## Set task
Produce a verbatim transcription of the records below, beginning at the line containing "roof in the photo above." and ending at the final line; include only those lines.

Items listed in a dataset
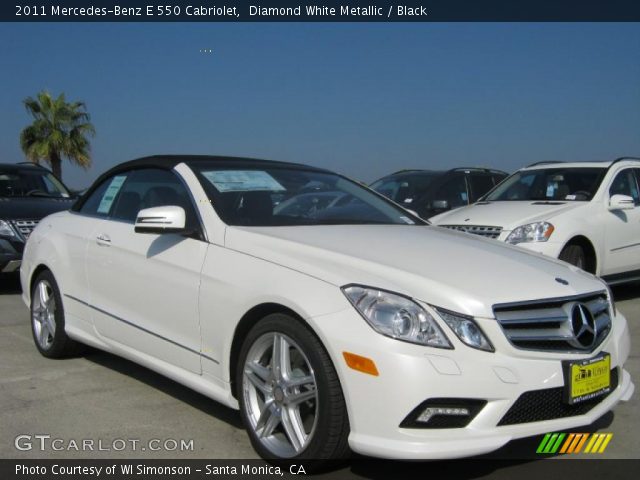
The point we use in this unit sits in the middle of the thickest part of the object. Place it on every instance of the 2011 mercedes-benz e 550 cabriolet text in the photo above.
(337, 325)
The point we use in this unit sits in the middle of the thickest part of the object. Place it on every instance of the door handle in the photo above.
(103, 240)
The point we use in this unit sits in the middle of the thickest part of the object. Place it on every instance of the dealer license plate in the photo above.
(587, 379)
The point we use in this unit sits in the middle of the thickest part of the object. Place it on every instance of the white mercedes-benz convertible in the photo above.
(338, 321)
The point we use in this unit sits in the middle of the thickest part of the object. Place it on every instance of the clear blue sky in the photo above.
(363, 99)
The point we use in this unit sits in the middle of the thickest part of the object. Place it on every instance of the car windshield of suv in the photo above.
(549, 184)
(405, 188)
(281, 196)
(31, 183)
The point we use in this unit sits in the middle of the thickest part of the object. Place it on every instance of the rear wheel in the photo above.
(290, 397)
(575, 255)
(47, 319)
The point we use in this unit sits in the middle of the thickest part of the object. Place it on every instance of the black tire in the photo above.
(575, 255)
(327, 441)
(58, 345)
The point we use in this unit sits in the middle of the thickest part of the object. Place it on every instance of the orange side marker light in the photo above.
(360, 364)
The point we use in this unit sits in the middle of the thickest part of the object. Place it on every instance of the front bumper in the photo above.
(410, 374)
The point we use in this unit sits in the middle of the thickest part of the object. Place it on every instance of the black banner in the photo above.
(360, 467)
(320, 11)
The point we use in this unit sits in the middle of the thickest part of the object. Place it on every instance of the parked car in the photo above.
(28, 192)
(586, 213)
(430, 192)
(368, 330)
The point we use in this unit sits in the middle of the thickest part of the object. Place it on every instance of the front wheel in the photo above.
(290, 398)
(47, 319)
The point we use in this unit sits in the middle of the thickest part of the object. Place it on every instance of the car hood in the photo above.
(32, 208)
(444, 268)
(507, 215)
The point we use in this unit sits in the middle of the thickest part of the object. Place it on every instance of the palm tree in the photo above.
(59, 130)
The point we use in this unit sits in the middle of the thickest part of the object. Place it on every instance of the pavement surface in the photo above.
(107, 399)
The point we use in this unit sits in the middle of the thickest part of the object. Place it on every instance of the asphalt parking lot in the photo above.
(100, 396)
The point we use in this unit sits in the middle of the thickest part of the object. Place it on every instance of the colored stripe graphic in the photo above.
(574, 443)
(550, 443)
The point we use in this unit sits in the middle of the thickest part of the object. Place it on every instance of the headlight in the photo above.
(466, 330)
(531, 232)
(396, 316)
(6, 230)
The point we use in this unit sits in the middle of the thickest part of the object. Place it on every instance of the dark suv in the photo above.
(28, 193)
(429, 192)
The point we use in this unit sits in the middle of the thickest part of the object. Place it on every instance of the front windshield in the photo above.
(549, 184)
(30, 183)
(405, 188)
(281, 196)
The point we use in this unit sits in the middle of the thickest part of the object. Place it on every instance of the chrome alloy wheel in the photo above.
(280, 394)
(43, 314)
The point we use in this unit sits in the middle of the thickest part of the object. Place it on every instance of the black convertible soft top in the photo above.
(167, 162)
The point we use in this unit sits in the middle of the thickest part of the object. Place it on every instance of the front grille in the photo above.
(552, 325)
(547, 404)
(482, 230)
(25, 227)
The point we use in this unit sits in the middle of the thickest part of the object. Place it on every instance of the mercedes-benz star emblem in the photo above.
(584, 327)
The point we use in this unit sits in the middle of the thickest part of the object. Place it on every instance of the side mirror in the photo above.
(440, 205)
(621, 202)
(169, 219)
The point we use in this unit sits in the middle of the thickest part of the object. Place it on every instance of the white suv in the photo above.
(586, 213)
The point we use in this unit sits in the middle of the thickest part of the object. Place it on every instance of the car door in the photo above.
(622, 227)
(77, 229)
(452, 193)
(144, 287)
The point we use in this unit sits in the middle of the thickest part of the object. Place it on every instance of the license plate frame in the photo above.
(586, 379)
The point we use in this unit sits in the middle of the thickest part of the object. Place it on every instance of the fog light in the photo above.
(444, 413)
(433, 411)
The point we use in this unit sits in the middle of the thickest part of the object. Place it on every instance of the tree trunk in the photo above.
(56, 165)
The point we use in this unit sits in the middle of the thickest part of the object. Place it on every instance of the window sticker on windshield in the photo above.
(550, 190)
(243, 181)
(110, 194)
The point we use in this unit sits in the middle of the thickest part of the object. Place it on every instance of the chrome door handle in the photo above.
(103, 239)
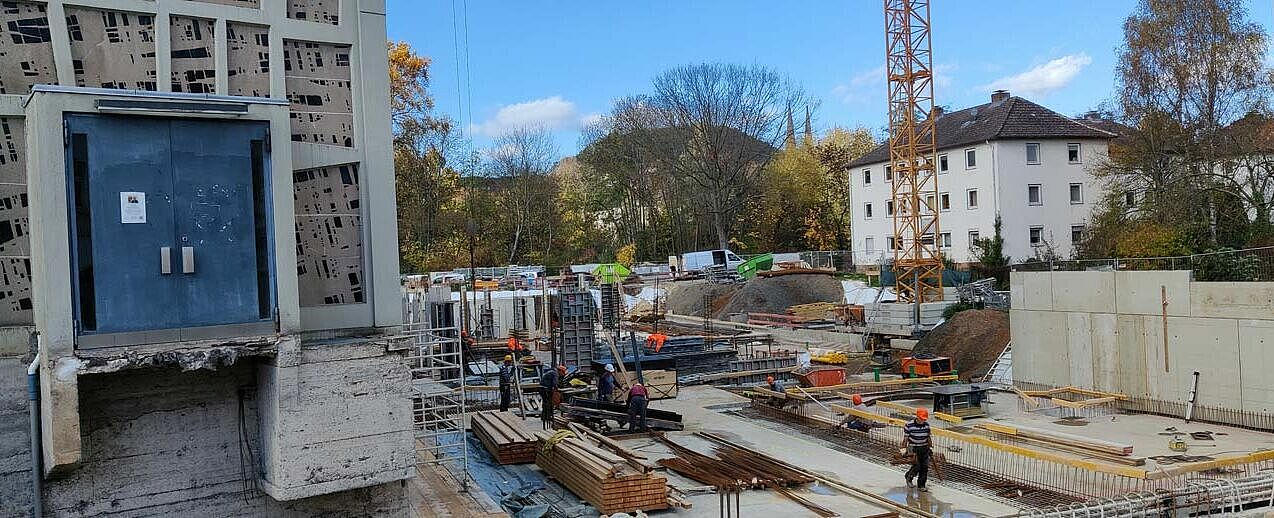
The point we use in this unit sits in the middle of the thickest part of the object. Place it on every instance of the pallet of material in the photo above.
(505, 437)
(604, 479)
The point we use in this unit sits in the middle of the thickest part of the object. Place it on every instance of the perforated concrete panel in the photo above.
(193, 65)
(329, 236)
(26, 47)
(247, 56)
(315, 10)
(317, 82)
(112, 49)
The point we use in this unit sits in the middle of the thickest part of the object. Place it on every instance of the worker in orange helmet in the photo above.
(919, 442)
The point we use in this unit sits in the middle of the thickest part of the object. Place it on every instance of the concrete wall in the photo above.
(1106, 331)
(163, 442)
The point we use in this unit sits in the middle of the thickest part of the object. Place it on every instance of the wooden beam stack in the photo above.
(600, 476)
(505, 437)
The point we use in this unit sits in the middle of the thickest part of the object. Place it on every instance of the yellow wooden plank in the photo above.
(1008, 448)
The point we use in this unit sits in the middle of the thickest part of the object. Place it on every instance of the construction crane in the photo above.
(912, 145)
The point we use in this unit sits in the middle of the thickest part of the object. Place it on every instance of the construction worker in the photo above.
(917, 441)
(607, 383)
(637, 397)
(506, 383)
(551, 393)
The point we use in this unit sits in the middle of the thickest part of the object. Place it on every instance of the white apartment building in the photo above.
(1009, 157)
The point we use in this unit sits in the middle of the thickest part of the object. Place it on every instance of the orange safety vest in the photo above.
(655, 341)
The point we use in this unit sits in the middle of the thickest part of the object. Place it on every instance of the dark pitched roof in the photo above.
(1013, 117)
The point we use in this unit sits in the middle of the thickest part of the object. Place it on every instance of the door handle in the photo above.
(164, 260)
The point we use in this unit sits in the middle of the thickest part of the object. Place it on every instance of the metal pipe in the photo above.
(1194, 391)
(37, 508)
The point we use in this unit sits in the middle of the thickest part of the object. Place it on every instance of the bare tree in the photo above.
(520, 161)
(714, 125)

## Completed task
The point we use in this unit sits in the middle of the thickest part of the object. Place it on every instance of the dark pitched roof in the photo above.
(1013, 117)
The point we use in this unit sits in the middle of the thickest part of the object. Place it on every instance of the door handle in the photo above.
(164, 260)
The point we use in this unit sits in the middle of the thickest part of the object. Place it on every instance of the metal pipe in the photo above.
(1194, 391)
(37, 508)
The point we use in this unit sits in the middle of the thickest part of the object. Place it on every instance of the bare tree in the photo above.
(520, 161)
(714, 125)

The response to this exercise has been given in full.